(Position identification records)
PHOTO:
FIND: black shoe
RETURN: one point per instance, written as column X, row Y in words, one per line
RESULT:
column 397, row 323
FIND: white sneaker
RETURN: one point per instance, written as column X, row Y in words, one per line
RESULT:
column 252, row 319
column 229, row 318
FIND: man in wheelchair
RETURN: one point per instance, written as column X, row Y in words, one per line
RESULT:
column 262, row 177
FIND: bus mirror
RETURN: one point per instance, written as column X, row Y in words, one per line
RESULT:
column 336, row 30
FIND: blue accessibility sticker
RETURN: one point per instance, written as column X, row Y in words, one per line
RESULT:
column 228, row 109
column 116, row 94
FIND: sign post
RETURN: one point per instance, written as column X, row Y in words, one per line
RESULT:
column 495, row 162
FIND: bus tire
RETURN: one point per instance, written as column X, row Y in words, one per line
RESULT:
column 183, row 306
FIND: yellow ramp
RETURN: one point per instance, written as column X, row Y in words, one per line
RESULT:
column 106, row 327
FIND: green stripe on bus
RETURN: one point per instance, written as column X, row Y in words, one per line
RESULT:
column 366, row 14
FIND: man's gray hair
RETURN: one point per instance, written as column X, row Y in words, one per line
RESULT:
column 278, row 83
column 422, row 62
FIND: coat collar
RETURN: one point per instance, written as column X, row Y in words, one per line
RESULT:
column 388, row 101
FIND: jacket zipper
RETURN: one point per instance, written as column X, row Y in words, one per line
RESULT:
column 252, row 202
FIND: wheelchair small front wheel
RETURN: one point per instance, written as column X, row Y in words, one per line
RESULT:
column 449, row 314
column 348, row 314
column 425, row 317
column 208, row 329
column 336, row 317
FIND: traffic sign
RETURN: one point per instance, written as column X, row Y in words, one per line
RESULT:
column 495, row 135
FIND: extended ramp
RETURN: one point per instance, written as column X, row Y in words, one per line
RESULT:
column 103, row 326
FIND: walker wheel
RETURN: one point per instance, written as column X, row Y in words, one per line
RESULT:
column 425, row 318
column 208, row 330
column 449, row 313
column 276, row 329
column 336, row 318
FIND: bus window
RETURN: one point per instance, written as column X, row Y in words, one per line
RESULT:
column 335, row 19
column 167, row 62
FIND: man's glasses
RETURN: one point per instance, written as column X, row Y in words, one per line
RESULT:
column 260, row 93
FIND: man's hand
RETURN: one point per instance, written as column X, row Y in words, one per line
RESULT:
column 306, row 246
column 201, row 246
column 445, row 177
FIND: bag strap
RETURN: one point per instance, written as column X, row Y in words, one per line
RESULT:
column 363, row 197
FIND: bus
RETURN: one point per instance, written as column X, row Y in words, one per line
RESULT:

> WORK TO DO:
Rewrite the lines above as a numbered list, omitting any blank lines.

> TASK OUTPUT:
1. PHOTO:
2. FIND: black shoe
3. RETURN: one point per instance, written as column X, row Y in words, one per line
4. RESULT:
5. column 397, row 323
6. FIND: white sneaker
7. RETURN: one point per instance, written as column X, row Y in words, one per line
8. RESULT:
9. column 252, row 319
10. column 229, row 318
11. FIND: man in wheelchair
12. RETURN: one point per instance, written as column X, row Y in words, one per line
13. RESULT:
14. column 262, row 177
15. FIND: bus mirror
16. RETURN: one point per instance, written as column X, row Y in words, one per line
17. RESULT:
18. column 336, row 30
19. FIND: blue accessibility sticker
20. RETURN: one point per instance, written as column X, row Y in words, one per line
21. RESULT:
22. column 228, row 109
23. column 116, row 94
24. FIND: sign post
25. RETURN: one point per instance, written as column X, row Y in words, one per line
26. RESULT:
27. column 495, row 162
28. FIND: bus tire
29. RETURN: one point per instance, written as column X, row Y in words, one per line
30. RESULT:
31. column 183, row 306
32. FIND: yellow ramp
33. RETURN: one point per instance, written as column X, row Y in words, one per line
34. RESULT:
35. column 106, row 327
36. FIND: green stripe on bus
37. RETURN: one point per instance, written as column X, row Y in words, one per line
38. RESULT:
39. column 366, row 14
40. FIND: man's gray hair
41. RETURN: one point per instance, written as column X, row Y in words, one per line
42. RESULT:
43. column 278, row 83
44. column 422, row 62
45. FIND: coat collar
46. RETURN: one point per instance, written as column X, row Y in words, one per line
47. RESULT:
48. column 388, row 101
49. FIND: jacket zipper
50. RETURN: one point per instance, written as column X, row Y in words, one per line
51. RESULT:
52. column 252, row 202
53. FIND: wheelchair small front wheel
54. RETURN: one point per instance, written as column X, row Y in words, one per line
55. RESULT:
56. column 449, row 314
57. column 348, row 314
58. column 425, row 317
59. column 208, row 329
60. column 336, row 317
61. FIND: traffic sign
62. RETURN: one point per instance, written as column X, row Y in words, one per line
63. RESULT:
64. column 495, row 135
65. FIND: extended ramp
66. RETURN: one point per instance, written as column X, row Y in words, one per line
67. RESULT:
68. column 103, row 326
69. FIND: walker wheel
70. RETURN: one point per instance, written as column X, row Y in words, one per line
71. RESULT:
72. column 425, row 318
73. column 208, row 330
74. column 449, row 313
75. column 276, row 329
76. column 336, row 318
77. FIND: bus window
78. RETURN: one point per instance, written as column X, row Y in words, one per line
79. RESULT:
80. column 335, row 19
81. column 167, row 62
82. FIND: man's glasses
83. RETURN: one point per instance, written as column X, row Y in words, one per line
84. RESULT:
85. column 260, row 93
86. FIND: man's hand
87. RETURN: one point per instance, written as column X, row Y in words, one per line
88. RESULT:
89. column 306, row 246
90. column 201, row 246
91. column 445, row 177
92. FIND: bag strap
93. RETURN: one point per instance, written as column X, row Y in words, one per line
94. RESULT:
95. column 363, row 197
96. FIND: bus
97. RETURN: one point per instance, written as column X, row Y in words, one per line
98. RESULT:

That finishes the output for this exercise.